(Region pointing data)
-.-.-
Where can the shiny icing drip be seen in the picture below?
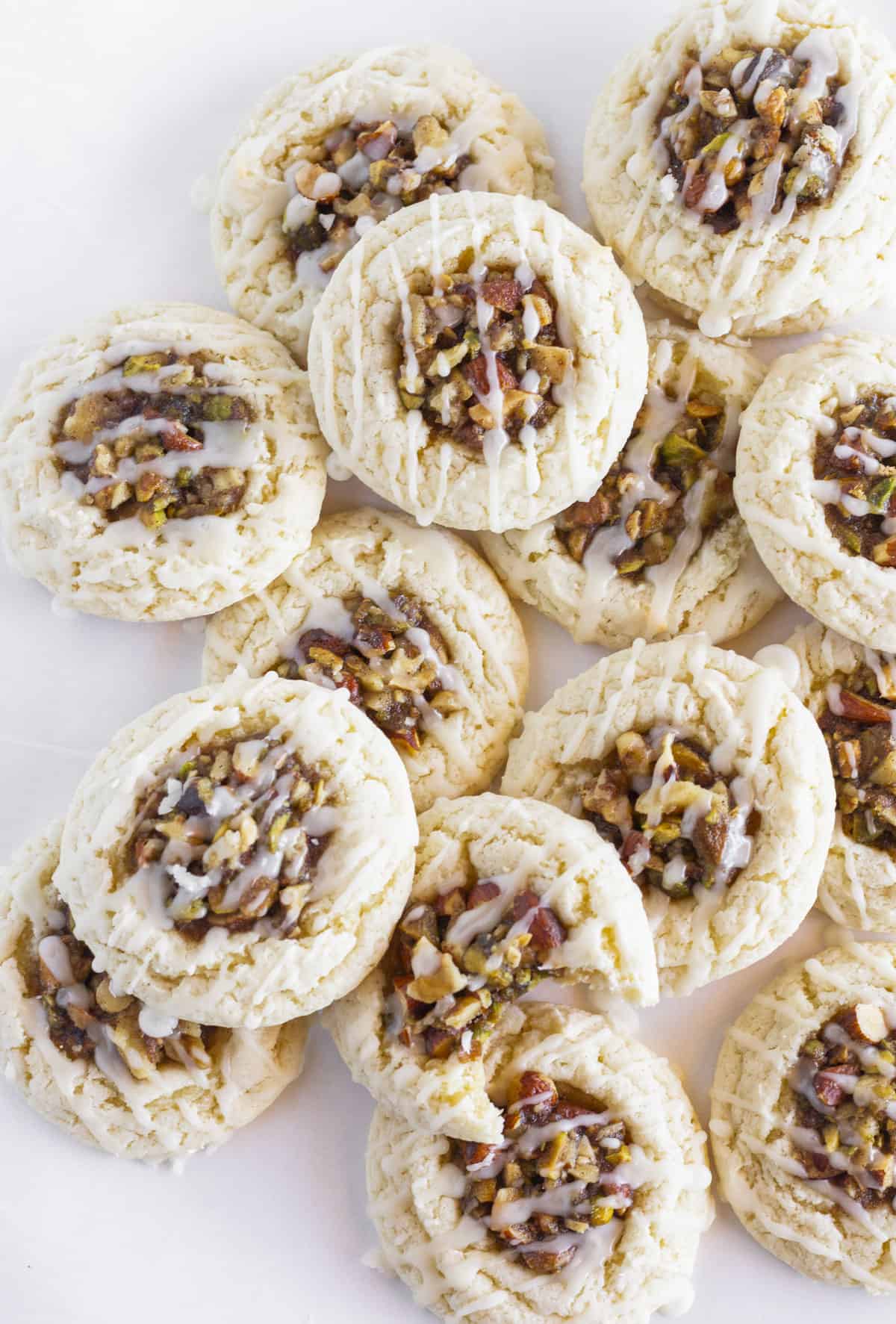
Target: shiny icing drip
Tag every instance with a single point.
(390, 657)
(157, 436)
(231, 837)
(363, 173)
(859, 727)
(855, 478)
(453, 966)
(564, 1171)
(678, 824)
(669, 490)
-.-.-
## Task to complete:
Line by line, write out the records above exactly, skipping the pictures.

## Your solution:
Where can the shiny icing drip be seen in the picture below?
Target: shiny icing drip
Tag every instance with a single point.
(390, 657)
(157, 436)
(231, 837)
(363, 173)
(859, 727)
(855, 478)
(453, 966)
(564, 1171)
(678, 824)
(669, 490)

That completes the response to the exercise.